1. Site - name of survey site

2. X - British National Grid x co-ordinate for survey site

3. Y - British National Grid y co-ordinate for survey site

4. Method - survey methodology (transect in all cases)

5. TransectDuration_min - total duration of transect survey in minutes. In many (but not all) cases, this is obtained by converting the reported transect length into a duration assuming a 50m transect takes 10min to survey.

6. Year - the year the survey was carried out

7. Week - the week of the year the survey was carried out, where this value ranges in integers between 1 and 52 and the week beginning 1st January is designated as week 1.

8. Day - the day of the year the survey was carried out, where this value ranges in integers between 1 and 365 and 1st January is designated as day 1.
****
*Tasks and exercises*:
- 1) Answer these questions from the survey field list:
(a) Which coordinate system are the X and Y values given in?
(b) What survey method was used?
(c) How long is a 50m transect assumed to take to survey?
- 2) Return word for word the part of the survey field list starting at "2. X - British" and ending at "10min to survey.".
The lines that come next are from a different source.

*Data excerpt*:
****
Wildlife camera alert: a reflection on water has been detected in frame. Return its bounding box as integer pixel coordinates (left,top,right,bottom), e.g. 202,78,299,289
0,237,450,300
****
*Results of the tasks*:
- 1)
(a) British National Grid
(b) Transect, in all cases
(c) 10 minutes

- 2)
2. X - British National Grid x co-ordinate for survey site

3. Y - British National Grid y co-ordinate for survey site

4. Method - survey methodology (transect in all cases)

5. TransectDuration_min - total duration of transect survey in minutes. In many (but not all) cases, this is obtained by converting the reported transect length into a duration assuming a 50m transect takes 10min to survey.